_Goal of the exercise_. Copy out the whole passage about watching others skateboard, word for word, keeping both paragraphs.

_Excerpted passage_.
It was weird growing up a total fucking poser and not realizing it. I enjoyed going to the skatepark as much as anyone, or hitting up a loading dock, finding a sketchy staircase with a rusty railing, a parking lot gap. But since I can barely walk, I've always stood aside and watched others press their luck.
When I was 12-years-old, I had a back surgery that put me out and led to me having to learn how to walk, again. I wasn't particularly good on my feet beforehand, but being the least flexible human you know probably adds a layer of fucked to the situation. Most would move on and find other things that captivate them, knowing they're permanently on the outside looking in, but I continued to feel inspired by getting to see others feel so free. I'll never know how it feels to smoothly coast over flat ground again, but having a taste of that freedom helps me share the passion every person has when riding a board.

_Information_.
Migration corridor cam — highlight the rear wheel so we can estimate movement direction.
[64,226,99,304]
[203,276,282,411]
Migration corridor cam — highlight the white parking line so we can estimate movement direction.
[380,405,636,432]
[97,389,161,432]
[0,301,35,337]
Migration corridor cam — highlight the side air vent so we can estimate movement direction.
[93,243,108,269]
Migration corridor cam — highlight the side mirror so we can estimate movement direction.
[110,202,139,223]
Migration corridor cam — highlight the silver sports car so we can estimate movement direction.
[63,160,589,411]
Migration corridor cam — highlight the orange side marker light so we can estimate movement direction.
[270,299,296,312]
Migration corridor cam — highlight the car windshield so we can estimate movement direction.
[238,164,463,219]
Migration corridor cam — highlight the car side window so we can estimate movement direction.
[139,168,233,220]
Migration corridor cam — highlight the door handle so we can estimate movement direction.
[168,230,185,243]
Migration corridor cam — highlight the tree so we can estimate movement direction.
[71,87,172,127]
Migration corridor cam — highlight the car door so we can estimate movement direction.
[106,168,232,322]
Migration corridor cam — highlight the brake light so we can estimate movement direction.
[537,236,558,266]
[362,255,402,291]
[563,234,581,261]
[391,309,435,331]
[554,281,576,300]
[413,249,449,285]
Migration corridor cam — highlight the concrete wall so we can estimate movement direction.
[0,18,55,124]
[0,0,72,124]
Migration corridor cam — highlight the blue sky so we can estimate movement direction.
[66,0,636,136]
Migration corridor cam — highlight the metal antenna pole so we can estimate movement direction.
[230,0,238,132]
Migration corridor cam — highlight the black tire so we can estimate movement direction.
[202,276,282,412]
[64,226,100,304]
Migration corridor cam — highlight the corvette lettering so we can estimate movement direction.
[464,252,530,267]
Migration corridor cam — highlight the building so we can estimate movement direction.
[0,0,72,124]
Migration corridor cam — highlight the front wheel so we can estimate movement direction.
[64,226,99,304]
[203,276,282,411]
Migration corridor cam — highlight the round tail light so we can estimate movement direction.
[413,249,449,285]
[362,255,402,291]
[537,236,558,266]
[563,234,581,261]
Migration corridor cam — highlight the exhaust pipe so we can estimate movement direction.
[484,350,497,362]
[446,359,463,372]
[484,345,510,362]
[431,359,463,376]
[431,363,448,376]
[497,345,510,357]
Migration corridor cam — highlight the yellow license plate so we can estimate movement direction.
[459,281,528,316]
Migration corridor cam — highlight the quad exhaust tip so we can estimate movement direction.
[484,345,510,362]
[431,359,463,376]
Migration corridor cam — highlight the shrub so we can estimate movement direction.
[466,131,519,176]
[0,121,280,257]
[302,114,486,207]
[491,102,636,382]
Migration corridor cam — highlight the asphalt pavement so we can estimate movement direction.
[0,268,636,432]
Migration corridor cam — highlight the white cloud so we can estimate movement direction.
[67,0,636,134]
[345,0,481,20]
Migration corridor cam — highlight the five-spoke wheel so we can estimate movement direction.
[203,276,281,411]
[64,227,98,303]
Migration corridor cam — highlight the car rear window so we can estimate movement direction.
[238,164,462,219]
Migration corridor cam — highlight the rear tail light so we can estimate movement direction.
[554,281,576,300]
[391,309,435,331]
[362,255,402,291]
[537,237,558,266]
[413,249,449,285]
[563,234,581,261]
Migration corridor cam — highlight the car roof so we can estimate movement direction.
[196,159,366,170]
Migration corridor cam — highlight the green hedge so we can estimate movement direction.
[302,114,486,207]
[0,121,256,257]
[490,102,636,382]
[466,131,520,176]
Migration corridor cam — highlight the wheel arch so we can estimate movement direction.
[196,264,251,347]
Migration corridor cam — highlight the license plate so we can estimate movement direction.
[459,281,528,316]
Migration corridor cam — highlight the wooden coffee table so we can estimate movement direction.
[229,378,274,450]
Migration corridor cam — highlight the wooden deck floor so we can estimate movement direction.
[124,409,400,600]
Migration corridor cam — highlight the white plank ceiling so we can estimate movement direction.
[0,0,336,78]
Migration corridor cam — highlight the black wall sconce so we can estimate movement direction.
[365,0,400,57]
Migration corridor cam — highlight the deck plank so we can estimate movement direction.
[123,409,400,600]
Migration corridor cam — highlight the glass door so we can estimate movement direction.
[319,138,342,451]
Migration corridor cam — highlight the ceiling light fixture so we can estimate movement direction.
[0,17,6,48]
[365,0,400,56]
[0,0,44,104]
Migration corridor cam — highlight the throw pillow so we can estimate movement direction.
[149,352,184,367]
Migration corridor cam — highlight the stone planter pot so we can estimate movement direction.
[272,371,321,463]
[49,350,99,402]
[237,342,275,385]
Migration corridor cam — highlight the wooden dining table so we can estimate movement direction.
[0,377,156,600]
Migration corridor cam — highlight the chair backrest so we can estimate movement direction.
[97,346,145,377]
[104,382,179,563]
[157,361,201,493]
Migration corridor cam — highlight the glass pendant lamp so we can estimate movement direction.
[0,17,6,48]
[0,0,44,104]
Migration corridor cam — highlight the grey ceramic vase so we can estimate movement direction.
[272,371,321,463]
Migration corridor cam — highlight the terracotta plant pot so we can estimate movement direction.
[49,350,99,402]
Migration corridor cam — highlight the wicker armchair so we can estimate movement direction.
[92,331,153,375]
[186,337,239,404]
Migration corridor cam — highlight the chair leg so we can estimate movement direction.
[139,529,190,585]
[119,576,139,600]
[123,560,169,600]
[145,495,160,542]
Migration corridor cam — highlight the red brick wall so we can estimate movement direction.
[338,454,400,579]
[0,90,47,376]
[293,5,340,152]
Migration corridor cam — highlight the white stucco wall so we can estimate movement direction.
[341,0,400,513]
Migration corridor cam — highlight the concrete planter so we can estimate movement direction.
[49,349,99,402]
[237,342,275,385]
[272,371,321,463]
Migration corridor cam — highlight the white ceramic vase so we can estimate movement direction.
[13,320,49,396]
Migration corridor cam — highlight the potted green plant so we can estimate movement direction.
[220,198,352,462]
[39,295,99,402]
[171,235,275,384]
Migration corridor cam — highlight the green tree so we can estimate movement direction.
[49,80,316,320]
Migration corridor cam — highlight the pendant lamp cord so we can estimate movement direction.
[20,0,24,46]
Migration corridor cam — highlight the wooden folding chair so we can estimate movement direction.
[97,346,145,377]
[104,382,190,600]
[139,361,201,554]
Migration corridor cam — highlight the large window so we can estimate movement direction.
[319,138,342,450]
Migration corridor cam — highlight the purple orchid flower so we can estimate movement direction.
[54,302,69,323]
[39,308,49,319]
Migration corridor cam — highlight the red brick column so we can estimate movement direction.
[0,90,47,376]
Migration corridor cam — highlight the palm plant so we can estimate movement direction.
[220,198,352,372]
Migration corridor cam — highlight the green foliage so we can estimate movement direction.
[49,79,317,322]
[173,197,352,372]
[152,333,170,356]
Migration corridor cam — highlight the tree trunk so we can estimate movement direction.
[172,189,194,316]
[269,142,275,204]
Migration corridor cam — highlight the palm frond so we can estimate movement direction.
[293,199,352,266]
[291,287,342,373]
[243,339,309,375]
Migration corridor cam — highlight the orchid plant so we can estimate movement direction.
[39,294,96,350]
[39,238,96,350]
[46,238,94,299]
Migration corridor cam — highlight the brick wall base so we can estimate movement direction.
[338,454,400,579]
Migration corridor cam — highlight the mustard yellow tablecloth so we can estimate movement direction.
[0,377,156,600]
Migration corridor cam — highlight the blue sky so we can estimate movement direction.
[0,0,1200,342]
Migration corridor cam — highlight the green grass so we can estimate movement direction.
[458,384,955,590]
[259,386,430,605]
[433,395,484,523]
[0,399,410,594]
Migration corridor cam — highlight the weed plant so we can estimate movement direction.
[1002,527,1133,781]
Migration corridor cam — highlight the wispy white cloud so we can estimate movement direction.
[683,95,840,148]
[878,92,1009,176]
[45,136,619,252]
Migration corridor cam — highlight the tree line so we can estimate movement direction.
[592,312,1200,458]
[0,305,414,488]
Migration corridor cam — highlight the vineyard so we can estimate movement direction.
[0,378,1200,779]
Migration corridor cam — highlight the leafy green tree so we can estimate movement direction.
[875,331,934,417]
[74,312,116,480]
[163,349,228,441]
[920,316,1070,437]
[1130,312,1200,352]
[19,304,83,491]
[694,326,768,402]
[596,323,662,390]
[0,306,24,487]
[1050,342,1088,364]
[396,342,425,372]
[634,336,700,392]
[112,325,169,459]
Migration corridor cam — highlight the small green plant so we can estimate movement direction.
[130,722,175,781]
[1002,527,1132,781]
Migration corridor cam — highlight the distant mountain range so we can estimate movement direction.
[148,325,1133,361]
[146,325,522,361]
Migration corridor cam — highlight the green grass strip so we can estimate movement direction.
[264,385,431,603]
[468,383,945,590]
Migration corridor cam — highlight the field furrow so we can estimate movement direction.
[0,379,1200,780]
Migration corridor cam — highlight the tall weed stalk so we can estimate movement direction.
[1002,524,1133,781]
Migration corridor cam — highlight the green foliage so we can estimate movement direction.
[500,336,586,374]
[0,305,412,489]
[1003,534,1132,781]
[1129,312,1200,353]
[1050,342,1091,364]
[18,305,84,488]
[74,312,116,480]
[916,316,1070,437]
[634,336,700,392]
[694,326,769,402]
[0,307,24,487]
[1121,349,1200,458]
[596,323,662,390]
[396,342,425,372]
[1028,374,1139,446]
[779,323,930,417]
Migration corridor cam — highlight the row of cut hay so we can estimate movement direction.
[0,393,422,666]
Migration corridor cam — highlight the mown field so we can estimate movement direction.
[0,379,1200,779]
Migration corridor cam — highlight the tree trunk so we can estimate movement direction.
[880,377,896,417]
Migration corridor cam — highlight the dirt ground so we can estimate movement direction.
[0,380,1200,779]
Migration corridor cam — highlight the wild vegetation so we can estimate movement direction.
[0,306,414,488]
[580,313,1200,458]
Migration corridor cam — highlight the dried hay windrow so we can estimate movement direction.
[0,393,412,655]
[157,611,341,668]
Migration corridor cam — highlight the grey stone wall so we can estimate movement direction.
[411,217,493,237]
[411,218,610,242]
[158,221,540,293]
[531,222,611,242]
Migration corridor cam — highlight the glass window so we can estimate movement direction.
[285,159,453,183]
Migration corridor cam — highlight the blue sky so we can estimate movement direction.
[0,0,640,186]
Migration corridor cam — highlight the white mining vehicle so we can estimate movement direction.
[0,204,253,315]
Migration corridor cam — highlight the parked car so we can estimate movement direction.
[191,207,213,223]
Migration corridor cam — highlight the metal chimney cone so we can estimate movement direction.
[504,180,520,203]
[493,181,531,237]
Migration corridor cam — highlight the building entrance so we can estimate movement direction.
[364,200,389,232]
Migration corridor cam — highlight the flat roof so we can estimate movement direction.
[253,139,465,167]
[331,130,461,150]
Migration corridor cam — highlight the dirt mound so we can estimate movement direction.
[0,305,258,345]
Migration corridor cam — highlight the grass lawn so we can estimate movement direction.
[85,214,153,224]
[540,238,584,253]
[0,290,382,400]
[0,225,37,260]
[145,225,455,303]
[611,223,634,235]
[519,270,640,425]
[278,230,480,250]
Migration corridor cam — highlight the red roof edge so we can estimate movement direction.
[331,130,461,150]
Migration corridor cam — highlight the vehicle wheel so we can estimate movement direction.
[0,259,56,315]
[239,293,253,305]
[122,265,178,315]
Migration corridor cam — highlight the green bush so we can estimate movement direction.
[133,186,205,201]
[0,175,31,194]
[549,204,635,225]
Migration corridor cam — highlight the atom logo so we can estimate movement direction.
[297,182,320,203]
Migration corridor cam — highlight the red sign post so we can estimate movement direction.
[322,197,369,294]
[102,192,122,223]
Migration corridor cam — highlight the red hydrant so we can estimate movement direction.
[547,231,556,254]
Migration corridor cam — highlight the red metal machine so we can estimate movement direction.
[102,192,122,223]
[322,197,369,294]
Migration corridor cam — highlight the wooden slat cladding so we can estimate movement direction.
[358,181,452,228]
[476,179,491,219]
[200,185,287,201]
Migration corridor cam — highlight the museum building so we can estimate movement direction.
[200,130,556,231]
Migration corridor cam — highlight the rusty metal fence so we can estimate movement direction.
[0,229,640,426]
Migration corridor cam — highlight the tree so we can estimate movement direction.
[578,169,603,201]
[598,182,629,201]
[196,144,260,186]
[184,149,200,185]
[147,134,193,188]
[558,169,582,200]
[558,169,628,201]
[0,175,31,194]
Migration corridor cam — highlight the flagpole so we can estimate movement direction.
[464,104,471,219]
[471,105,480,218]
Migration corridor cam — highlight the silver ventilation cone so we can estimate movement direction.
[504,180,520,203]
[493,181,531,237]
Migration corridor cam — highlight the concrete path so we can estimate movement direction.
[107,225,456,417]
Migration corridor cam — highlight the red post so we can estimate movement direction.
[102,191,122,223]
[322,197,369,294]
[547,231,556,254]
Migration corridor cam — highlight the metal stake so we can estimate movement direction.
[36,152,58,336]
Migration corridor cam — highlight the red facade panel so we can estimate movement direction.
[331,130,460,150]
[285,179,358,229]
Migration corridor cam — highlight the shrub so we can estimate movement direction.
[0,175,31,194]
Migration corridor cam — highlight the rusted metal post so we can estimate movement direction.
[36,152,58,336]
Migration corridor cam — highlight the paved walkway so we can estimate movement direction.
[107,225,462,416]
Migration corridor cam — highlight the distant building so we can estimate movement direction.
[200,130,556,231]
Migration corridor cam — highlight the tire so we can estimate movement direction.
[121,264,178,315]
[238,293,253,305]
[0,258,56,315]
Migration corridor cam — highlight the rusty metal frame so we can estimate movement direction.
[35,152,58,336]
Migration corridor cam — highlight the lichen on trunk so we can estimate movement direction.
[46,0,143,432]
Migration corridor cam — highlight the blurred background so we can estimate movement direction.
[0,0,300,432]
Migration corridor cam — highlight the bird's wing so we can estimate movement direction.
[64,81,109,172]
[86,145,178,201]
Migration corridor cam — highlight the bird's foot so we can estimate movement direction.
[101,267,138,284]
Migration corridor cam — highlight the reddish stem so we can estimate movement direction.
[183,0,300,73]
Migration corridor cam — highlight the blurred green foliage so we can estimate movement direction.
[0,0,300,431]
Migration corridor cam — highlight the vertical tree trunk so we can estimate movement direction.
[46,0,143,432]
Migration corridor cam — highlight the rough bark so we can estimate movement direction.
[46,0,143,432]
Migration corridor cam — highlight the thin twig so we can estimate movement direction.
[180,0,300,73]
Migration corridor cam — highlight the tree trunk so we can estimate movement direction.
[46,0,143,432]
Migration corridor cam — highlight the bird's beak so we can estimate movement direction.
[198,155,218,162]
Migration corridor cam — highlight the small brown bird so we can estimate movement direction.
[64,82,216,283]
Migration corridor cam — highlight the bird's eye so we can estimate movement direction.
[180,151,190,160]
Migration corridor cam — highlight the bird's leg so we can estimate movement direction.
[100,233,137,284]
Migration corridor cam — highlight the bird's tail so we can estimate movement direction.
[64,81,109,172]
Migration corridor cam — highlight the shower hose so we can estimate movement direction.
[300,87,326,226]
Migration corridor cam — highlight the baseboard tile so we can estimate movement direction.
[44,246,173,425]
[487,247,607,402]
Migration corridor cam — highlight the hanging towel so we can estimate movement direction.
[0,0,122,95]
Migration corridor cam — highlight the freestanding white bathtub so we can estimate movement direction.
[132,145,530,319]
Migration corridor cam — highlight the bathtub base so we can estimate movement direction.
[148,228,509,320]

_Result for this task_.
It was weird growing up a total fucking poser and not realizing it. I enjoyed going to the skatepark as much as anyone, or hitting up a loading dock, finding a sketchy staircase with a rusty railing, a parking lot gap. But since I can barely walk, I've always stood aside and watched others press their luck.
When I was 12-years-old, I had a back surgery that put me out and led to me having to learn how to walk, again. I wasn't particularly good on my feet beforehand, but being the least flexible human you know probably adds a layer of fucked to the situation. Most would move on and find other things that captivate them, knowing they're permanently on the outside looking in, but I continued to feel inspired by getting to see others feel so free. I'll never know how it feels to smoothly coast over flat ground again, but having a taste of that freedom helps me share the passion every person has when riding a board.